Written problem 1 ::
Please list the items that the Vietnam remembrance says the writer hid in a cardboard box.

Supplied text ::
※ ※ ※
Remembering: The Last Days in Vietnam
Daniel Cano
As another April 30th nears, I recall, a couple of years ago, a colleague asked if I’d say a few words to introduce Rory Kennedy’s film “The Last Days in Vietnam,” which had received excellent movie reviews and was being screened at Santa Monica College where I was teaching at the time.
At first, I declined. I’d had enough of war. Then, after thinking about it more, I reconsidered.
Since the publication of my book Shifting Loyalties in 1993 (click link in title), I’d received letters from Chicano veterans and their families, expressing their gratitude for the stories I’d written about my time in Vietnam. At my readings, many Chicano veterans thanked me for using my voice to give their voices life.
Of all the mainstream books and movies about Vietnam, one would think that Chicanos had no place in the war. I remember teaching a Chicano literature class. We’d been reading Charley Trujillo’s book Soldados and Jorge Mariscal’s Aztlan in Vietnam. A Vietnamese-American student raised her hand to admit she’d never known Chicanos had fought in Vietnam. Her statement perplexed me. It reminded me of Ralph Ellison’s Invisible Man: no matter how many sacrifices and contributions Americans of color make to this country, we remain invisible.
A letter I’ll always remember was from a Chicana who told me her father had died in Vietnam when she was a child. After reading my book, she said she felt closer to him, understanding what he might have experienced. So, how could I not say a few words to introduce Ms. Kennedy’s film about the Vietnam War’s last days?
For 42 years, I’ve sought a justification for the Vietnam War—or, at least, my role in it.
In 1969, when the Army discharged me, the country was in turmoil over the war, so I pretended that I’d never worn a uniform. I just wanted to hide. But no matter how much I tried to hide, I couldn’t.
Over the years, the reminders were everywhere: Tet, Kent State, The Chicano Moratorium, My Lai, Hearts and Minds, Apocalypse Now, The Deer Hunter, the Vietnam Veterans’ Memorial, Desert Storm, Afghanistan, Iraq, and ISIS.
Since I couldn’t escape, I immersed myself in the study of Vietnam, the land, the people, the history, and politics --always searching, I suppose, for the war’s elusive justification.
April 30, 1975, along with millions of Americans, I watched on television as Vietnam fell to the North Vietnamese communists, or looking at it from our so-called enemy’s perspective, Vietnam’s liberation, the images flickering across the television screen, the last helicopters flying off the rooftop of the U.S. Embassy in Saigon. I felt ill--then angry, bitter, and finally betrayed. “What a waste it had all been,” I’d thought.
How ironic that the Vietnamese student told me she didn’t know Chicanos had fought in Vietnam, when we now know the first American to be captured by North Vietnam was a pilot, Chicano Everett Alvarez, and the last American out of Vietnam was Chicano Marine Sgt. Juan Vasquez. Then there were the thousands of Chicanos who gave life and limb in those sweltering jungles.
After I watched Saigon fall, I refused to vote, to recite the Pledge of Allegiance, or to hold my hand over my heart during the National Anthem. I hid the Army in a cardboard box: the photos, medals, and citations. I didn’t want my son or any of my nephews seeing them and glamorizing war.
※ ※ ※
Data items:
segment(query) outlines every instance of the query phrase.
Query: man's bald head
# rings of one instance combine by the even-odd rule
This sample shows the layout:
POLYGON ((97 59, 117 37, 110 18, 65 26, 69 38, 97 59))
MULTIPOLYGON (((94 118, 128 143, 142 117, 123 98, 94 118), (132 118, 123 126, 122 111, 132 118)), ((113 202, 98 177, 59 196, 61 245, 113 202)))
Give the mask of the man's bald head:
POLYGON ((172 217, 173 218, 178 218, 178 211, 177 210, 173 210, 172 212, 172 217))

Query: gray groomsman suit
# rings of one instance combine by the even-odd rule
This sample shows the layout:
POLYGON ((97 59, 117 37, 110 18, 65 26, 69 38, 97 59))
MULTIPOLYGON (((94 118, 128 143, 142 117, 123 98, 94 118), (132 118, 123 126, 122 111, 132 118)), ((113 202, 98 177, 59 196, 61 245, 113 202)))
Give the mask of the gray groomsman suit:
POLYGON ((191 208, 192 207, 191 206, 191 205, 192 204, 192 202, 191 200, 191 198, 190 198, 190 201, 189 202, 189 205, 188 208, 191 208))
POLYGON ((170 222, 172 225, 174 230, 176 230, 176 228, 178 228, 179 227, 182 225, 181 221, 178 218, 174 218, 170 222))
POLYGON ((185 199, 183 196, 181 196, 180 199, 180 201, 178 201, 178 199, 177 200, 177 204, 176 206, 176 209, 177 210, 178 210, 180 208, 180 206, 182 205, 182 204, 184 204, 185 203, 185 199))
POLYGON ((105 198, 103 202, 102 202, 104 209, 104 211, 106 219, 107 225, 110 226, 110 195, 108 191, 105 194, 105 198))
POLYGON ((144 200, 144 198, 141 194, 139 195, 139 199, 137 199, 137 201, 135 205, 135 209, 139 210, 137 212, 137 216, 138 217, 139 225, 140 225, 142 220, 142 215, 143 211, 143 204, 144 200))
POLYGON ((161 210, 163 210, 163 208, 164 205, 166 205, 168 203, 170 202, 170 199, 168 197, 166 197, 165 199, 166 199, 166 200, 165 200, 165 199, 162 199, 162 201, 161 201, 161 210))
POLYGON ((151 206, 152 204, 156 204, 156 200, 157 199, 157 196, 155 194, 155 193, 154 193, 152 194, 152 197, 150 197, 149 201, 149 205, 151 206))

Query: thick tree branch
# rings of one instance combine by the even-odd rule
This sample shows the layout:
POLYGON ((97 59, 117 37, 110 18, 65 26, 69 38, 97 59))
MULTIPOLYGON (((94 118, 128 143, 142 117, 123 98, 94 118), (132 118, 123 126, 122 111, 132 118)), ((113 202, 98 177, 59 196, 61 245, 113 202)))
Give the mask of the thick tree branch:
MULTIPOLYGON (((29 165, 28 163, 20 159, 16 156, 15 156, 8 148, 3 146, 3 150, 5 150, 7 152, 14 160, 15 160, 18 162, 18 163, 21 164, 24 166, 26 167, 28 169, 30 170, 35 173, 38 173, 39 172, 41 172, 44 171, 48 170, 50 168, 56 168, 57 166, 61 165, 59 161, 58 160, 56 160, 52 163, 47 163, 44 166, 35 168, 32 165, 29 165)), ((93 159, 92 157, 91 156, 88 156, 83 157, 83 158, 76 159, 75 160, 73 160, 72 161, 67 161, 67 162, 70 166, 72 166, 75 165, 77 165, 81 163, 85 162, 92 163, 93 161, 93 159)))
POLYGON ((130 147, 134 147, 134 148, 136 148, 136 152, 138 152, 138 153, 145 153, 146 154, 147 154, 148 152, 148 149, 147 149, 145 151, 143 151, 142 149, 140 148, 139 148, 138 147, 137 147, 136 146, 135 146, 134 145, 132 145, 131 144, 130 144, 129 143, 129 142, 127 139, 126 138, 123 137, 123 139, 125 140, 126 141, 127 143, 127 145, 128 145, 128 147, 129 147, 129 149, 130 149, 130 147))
※ ※ ※
Written problem 2 ::
Extract every line of the data items that contains the string "gray". Case counts.

Full answer 1 ::
- photos
- medals
- citations

Full answer 2 ::
Query: gray groomsman suit
Give the mask of the gray groomsman suit:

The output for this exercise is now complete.